=== Task ===
Rewrite the lines below so that every "Pinpoint" becomes "Locate", keeping everything else the same.

## Start Data for processing

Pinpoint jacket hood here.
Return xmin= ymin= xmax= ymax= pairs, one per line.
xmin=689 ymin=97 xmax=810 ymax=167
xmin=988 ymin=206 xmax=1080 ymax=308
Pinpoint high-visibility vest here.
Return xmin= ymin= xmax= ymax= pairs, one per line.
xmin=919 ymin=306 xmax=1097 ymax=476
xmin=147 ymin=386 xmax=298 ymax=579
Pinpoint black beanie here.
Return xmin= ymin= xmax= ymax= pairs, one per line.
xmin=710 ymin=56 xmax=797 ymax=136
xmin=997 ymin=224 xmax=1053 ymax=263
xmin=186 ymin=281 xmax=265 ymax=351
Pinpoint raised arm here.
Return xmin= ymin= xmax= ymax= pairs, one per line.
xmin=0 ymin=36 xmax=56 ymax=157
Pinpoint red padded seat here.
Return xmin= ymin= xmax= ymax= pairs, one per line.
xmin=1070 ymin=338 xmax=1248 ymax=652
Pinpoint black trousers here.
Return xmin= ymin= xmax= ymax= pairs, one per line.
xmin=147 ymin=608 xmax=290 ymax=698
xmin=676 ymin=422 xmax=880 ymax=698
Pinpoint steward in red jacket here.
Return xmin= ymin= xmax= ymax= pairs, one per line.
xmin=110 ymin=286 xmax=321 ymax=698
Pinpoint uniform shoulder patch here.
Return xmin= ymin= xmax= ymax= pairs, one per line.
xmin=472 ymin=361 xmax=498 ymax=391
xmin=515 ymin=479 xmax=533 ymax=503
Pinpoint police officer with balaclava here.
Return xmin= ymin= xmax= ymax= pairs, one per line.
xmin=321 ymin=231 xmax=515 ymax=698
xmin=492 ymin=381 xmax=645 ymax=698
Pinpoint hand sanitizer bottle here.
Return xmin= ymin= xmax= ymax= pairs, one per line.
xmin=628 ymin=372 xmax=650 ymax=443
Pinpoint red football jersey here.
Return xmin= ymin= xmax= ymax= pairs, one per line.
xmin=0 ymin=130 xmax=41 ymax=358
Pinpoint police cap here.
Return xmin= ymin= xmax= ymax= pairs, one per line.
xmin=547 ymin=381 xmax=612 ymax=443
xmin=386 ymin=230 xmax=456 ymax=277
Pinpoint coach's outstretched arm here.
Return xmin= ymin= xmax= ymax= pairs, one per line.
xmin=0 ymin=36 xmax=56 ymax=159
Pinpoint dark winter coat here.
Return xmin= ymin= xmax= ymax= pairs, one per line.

## End Data for processing

=== Output of the task ===
Locate jacket hood here.
Return xmin= ymin= xmax= ymax= pairs, one per line.
xmin=689 ymin=97 xmax=810 ymax=167
xmin=988 ymin=206 xmax=1080 ymax=308
Locate high-visibility vest here.
Return xmin= ymin= xmax= ymax= pairs, one per line.
xmin=919 ymin=306 xmax=1097 ymax=476
xmin=147 ymin=386 xmax=298 ymax=579
Locate black beanie here.
Return xmin= ymin= xmax= ymax= pairs, one per line.
xmin=710 ymin=56 xmax=797 ymax=136
xmin=997 ymin=224 xmax=1053 ymax=263
xmin=186 ymin=281 xmax=265 ymax=351
Locate raised arm here.
Return xmin= ymin= xmax= ymax= pairs, one per line.
xmin=0 ymin=36 xmax=56 ymax=157
Locate red padded seat here.
Return xmin= ymin= xmax= ymax= pairs, one per line.
xmin=1070 ymin=338 xmax=1248 ymax=652
Locate black trousers here.
Return xmin= ymin= xmax= ymax= pairs, one per line.
xmin=147 ymin=608 xmax=290 ymax=698
xmin=676 ymin=422 xmax=880 ymax=698
Locate steward in red jacket here.
Return xmin= ymin= xmax= ymax= pairs, one per line.
xmin=110 ymin=286 xmax=321 ymax=698
Locate uniform shoulder patch here.
Return xmin= ymin= xmax= ymax= pairs, one per line.
xmin=472 ymin=361 xmax=498 ymax=391
xmin=515 ymin=479 xmax=533 ymax=503
Locate police officer with balaclava here.
Return xmin= ymin= xmax= ymax= pairs, one per line.
xmin=321 ymin=231 xmax=515 ymax=698
xmin=492 ymin=381 xmax=645 ymax=698
Locate hand sanitizer bottle here.
Return xmin= ymin= xmax= ymax= pairs, one per line.
xmin=628 ymin=372 xmax=650 ymax=443
Locate red football jersey here.
Return xmin= ymin= xmax= ymax= pairs, one per line.
xmin=0 ymin=130 xmax=41 ymax=358
Locate police cap here.
Return xmin= ymin= xmax= ymax= pairs, one per line.
xmin=547 ymin=381 xmax=612 ymax=443
xmin=386 ymin=230 xmax=456 ymax=277
Locate coach's outstretched arm here.
Return xmin= ymin= xmax= ymax= pairs, one per line.
xmin=0 ymin=36 xmax=56 ymax=159
Locate dark winter coat here.
Return xmin= ymin= xmax= ymax= pairs, one per line.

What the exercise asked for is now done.